EXERCISE OBJECTIVE:
Would you print each of the entries below precisely as given?

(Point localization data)
___

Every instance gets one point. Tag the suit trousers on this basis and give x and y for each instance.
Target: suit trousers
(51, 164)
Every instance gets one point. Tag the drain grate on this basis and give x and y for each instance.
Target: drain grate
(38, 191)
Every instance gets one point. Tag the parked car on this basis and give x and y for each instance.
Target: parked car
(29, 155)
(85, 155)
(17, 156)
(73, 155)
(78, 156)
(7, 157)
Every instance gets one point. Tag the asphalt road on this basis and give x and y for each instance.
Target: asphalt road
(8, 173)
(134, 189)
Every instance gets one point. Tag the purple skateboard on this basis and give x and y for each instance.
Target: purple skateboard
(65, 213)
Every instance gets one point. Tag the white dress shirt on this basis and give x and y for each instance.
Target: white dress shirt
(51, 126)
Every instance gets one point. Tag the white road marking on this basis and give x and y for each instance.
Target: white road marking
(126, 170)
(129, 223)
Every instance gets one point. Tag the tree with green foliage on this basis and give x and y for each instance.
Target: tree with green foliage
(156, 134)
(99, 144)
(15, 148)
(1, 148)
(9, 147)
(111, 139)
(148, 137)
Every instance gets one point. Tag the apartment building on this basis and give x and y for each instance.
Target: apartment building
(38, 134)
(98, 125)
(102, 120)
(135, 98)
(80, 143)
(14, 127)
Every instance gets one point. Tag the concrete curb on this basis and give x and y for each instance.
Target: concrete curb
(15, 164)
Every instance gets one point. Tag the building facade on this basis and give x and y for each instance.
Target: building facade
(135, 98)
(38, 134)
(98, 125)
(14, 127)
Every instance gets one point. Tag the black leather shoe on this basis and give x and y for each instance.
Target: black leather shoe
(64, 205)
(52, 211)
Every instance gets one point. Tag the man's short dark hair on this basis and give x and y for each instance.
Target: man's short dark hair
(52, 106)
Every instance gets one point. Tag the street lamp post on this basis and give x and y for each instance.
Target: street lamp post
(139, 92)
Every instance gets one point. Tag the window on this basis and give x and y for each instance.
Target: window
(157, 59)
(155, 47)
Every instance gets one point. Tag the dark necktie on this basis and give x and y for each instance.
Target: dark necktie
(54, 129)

___

RESULT FOR THIS EXERCISE:
Every instance gets one point. Tag the suit trousers on this basis and give x and y for each instance.
Target: suit trousers
(51, 164)
Every instance gets one point. Tag the drain grate on this basis and give x and y for each instance.
Target: drain grate
(38, 191)
Every instance gets one point. Tag the parked car on this basis and give x and y for each instance.
Target: parked car
(29, 155)
(85, 155)
(17, 156)
(73, 155)
(78, 156)
(7, 157)
Every instance gets one point. Tag the asphalt road on this basis and give x and y for each instance.
Target: asphalt road
(8, 173)
(134, 189)
Every instance gets one point. Tag the purple skateboard on this basis and give x and y for each instance.
Target: purple skateboard
(65, 213)
Every instance gets one point. Tag the white dress shirt on this basis and give x and y for each instance.
Target: white dress shirt
(51, 126)
Every instance gets one point. Tag the white road marking on this basis and give x and y for each instance.
Target: white road marking
(126, 170)
(129, 223)
Every instance gets one point. Tag the tree with green foliage on this basis and give x and y for each instance.
Target: tree with green foliage
(156, 134)
(99, 144)
(15, 148)
(1, 148)
(9, 147)
(111, 139)
(148, 137)
Every instance gets one point. Tag the apartment building on this basis and give x and y for each instance.
Target: apartment building
(38, 134)
(98, 125)
(102, 120)
(135, 98)
(80, 143)
(14, 127)
Every instance gets one point. Tag the concrete curb on this basis and give x and y for each instance.
Target: concrete curb
(15, 164)
Every instance gets one point. Tag the building facade on this basis and give x and y for each instance.
Target: building facade
(135, 98)
(38, 134)
(98, 125)
(14, 127)
Every instance gets one point. Tag the black leather shoe on this basis and give x and y for each instance.
Target: black leather shoe
(64, 205)
(52, 211)
Every instance gets one point. Tag the man's short dark hair on this basis and give x and y for each instance.
Target: man's short dark hair
(52, 106)
Every instance gets one point. Tag the street lamp post on this basis and give x and y for each instance.
Target: street lamp post
(139, 92)
Every instance gets one point. Tag the window on this basis and give x and y for each instance.
Target: window
(157, 59)
(155, 47)
Every instance gets one point. Tag the dark necktie on this basis and give x and y for each instance.
Target: dark necktie
(54, 129)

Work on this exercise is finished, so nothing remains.